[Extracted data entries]
*** Begin section ***

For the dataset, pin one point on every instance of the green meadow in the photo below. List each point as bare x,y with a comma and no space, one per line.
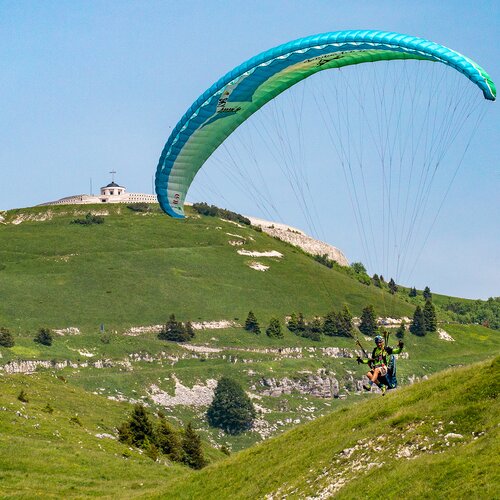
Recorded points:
138,268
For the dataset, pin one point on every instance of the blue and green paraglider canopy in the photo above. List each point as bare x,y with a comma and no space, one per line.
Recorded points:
248,87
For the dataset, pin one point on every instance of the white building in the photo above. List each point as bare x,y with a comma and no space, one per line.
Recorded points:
112,193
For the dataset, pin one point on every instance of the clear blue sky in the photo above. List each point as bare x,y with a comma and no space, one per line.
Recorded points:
91,86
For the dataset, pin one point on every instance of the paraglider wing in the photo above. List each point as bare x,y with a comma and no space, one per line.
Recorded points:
245,89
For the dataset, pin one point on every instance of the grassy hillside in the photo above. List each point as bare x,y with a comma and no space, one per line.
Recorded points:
137,268
435,438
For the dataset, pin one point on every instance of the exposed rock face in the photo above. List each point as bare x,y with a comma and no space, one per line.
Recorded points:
198,395
300,239
321,386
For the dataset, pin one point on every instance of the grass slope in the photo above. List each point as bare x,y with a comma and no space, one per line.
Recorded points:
435,439
136,269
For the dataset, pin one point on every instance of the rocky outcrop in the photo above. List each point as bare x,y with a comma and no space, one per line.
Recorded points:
300,239
320,386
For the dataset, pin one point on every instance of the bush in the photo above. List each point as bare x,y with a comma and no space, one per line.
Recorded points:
44,337
23,397
6,338
231,409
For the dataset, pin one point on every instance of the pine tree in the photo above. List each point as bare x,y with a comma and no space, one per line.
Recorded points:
418,325
345,322
292,323
138,431
274,329
315,325
400,332
168,440
44,337
393,288
191,445
189,330
231,409
251,324
430,319
368,324
301,324
174,331
6,338
330,324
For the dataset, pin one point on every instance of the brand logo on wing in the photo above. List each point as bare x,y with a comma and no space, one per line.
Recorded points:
222,106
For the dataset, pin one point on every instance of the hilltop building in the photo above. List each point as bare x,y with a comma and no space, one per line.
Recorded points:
112,193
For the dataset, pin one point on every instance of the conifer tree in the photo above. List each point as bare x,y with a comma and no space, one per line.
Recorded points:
368,324
189,330
376,281
6,338
345,322
174,331
138,430
168,440
301,324
292,323
274,329
329,324
44,337
191,445
393,288
251,324
315,325
430,319
418,325
231,409
400,332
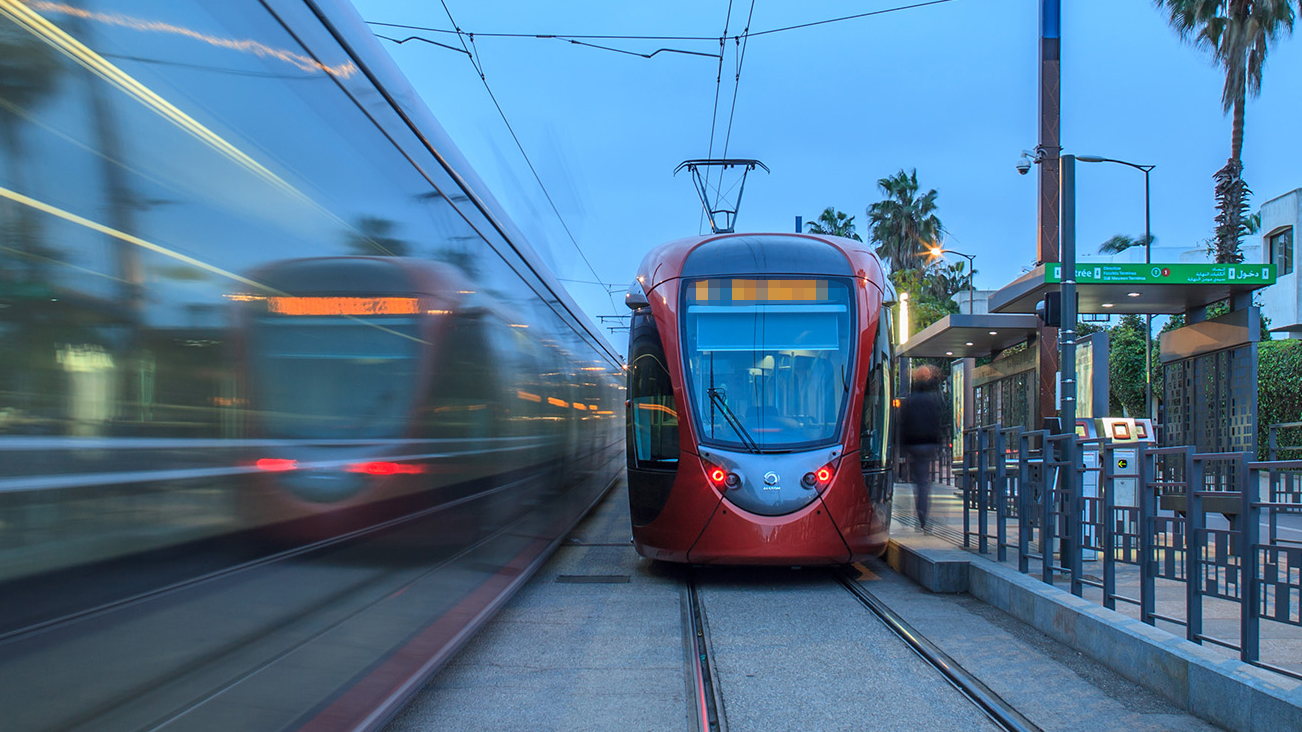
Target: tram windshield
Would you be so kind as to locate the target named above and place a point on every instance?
(333, 378)
(768, 361)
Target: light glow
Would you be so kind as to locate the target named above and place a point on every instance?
(343, 305)
(904, 318)
(384, 468)
(707, 291)
(244, 46)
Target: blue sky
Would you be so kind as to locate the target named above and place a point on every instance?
(949, 89)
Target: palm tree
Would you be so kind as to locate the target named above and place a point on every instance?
(904, 224)
(29, 73)
(1238, 33)
(1121, 242)
(833, 223)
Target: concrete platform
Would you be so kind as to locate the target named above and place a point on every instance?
(1193, 677)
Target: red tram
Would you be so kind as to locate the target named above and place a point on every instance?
(759, 401)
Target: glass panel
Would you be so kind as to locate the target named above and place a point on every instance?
(323, 378)
(1281, 252)
(875, 442)
(767, 360)
(654, 412)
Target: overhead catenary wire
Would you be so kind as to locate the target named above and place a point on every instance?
(478, 64)
(636, 37)
(741, 59)
(714, 117)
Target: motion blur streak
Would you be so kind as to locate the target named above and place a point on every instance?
(261, 50)
(129, 239)
(266, 460)
(51, 34)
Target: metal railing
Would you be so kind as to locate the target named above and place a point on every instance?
(1210, 521)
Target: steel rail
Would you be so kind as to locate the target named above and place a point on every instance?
(999, 710)
(701, 687)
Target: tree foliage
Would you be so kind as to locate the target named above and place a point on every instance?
(1121, 242)
(1125, 367)
(1238, 34)
(833, 223)
(1279, 387)
(904, 224)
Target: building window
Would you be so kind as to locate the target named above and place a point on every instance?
(1281, 250)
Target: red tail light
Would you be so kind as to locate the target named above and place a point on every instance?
(380, 468)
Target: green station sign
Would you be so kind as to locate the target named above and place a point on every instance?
(1178, 274)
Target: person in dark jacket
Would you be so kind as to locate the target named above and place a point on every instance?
(921, 431)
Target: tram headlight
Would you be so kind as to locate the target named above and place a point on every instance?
(820, 477)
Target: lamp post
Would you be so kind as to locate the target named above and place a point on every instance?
(1147, 259)
(938, 252)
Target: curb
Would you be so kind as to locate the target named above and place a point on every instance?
(1225, 692)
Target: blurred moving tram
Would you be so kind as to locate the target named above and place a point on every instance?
(759, 401)
(288, 403)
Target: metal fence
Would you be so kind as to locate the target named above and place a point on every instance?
(1223, 524)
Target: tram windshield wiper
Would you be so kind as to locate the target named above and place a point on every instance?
(718, 400)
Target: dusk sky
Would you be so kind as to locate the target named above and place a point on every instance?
(948, 89)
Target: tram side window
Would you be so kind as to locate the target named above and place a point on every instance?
(654, 420)
(875, 436)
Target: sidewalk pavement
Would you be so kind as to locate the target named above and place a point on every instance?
(1280, 644)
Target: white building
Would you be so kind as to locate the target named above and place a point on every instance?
(1280, 302)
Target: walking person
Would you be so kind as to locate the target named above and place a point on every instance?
(921, 423)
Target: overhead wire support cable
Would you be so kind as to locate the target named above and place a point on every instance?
(636, 37)
(714, 116)
(478, 65)
(741, 59)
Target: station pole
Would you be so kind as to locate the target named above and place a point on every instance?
(1048, 186)
(1066, 380)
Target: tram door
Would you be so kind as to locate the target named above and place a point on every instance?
(652, 421)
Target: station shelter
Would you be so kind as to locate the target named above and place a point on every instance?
(1208, 365)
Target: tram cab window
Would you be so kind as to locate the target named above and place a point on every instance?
(768, 361)
(875, 426)
(654, 413)
(330, 377)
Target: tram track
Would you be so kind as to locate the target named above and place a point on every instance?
(1001, 713)
(703, 706)
(706, 710)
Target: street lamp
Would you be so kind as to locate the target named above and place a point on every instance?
(938, 252)
(1147, 259)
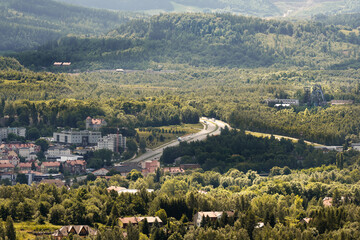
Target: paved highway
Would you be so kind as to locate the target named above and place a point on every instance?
(211, 127)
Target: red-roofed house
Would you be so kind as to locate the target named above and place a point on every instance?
(100, 172)
(26, 166)
(95, 124)
(5, 168)
(213, 216)
(50, 166)
(75, 166)
(149, 167)
(124, 222)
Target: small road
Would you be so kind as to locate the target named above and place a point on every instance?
(211, 127)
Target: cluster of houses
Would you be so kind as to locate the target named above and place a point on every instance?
(21, 158)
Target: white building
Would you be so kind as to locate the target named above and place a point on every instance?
(19, 131)
(356, 146)
(110, 142)
(77, 137)
(58, 151)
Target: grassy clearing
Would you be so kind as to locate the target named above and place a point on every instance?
(263, 135)
(24, 230)
(347, 32)
(157, 136)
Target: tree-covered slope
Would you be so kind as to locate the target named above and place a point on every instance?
(262, 8)
(25, 24)
(253, 7)
(203, 40)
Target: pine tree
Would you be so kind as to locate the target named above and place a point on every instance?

*** End section ***

Task requirements:
Determine how many of the lines above include the word "paraglider", then give that number and nothing else.

Task output:
2